----- Extrait choisi -----
Autochtonie (Racisme)

AUTOCHTONIE

Certaines cités grecques antiques revendiquaient le prestige et la noblesse d’avoir été fondées par quelque roi venu d’ailleurs, d’autres cités, au contraire, s’enorgueillissaient d’une origine plus rassurante : l’ancêtre fondateur était un héros autochtone, c’est à dire né de la terre qu’il a conquise (auto-chtôn). Ainsi les Athéniens se réclament-ils d’Erichthonios, que la terre d’Attique a jadis enfanté.

L’autochtonie du héros fondateur se transmet alors à ses descendants, ce qui justifie et légitime ensuite le lien des habitants de la cité avec leur terre : « L’origine de notre existence se fonde sur le droit ; nos ancêtres n’étaient pas, comme la plupart des nations, un assemblage de peuples de toute provenance ; ils n’avaient pas eu besoin, pour habiter la terre d’autrui, d’en chasser les occupants ; mais, autochtones, ils avaient acquis en un seul instant une mère et une patrie ».
----- Données fournies -----
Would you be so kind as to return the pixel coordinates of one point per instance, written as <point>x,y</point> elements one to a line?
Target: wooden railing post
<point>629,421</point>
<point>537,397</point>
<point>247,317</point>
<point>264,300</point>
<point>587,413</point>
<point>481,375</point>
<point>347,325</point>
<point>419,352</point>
-----
----- Données fournies -----
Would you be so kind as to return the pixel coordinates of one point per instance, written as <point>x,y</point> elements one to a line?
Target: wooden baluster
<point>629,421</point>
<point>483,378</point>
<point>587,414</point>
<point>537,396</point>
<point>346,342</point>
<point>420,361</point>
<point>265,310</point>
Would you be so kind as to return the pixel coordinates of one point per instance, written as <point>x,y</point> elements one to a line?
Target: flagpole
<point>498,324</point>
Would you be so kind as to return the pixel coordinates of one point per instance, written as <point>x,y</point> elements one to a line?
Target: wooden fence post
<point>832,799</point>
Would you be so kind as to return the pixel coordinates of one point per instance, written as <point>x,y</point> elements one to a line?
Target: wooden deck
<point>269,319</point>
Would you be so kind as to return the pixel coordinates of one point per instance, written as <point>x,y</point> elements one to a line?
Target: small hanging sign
-----
----- Données fournies -----
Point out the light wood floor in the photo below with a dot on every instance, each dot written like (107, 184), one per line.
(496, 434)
-----
§ **Consignes de l'exercice**:
• A. Résumez en deux phrases le texte sur l'autochtonie.
• B. Reprenez le texte sur l'autochtonie à partir de la fin de la citation qui le clôt.
Les données ne sont pas nécessaires pour ce travail.

§ **Réponses aux exercices**:
• A. Si certaines cités grecques antiques tiraient leur prestige d'un roi fondateur venu d'ailleurs, d'autres se glorifiaient d'un héros autochtone, né de la terre qu'il avait conquise, comme les Athéniens avec Erichthonios, enfanté par la terre d'Attique. Transmise à ses descendants, l'autochtonie de ce héros justifiait et légitimait le lien des habitants de la cité avec leur terre.

• B.
(Lysias, Epitaphios, 17).

« Les bénéfices de l’autochtonie » sont importants pour les Athéniens et Nicole Loraux en a fait l’inventaire : fondement de la citoyenneté, exaltation de l’origine (ce qui offre à la démocratique Athènes les valeurs de l’aristocratie), exclusion de l’altérité — celle de l’étranger, du barbare, mais aussi celle des femmes, « cette problématique moitié de l’humanité, installée parmi les citoyens parce qu’il faut bien que les pères se reproduisent ».

Si les Athéniens ont pu réaliser ces « bénéfices de l’autochtonie », c’est en les maintenant sur le terrain du discours, de la rhétorique, de l’imaginaire. Il n’y ont puisé aucun argument pour mener une politique discriminatoire ou « raciste ». Tel n’est pas le cas d’autres sociétés, en d’autres temps de l’histoire occidentale.

Ainsi, une tradition impérialiste suédoise prétendait que la Scandinavie était « la fabrique du genre humain et la matrice des nations » parce que contrairement aux autres peuples d’Europe, tous immigrés, elle formait un peuple autochtone.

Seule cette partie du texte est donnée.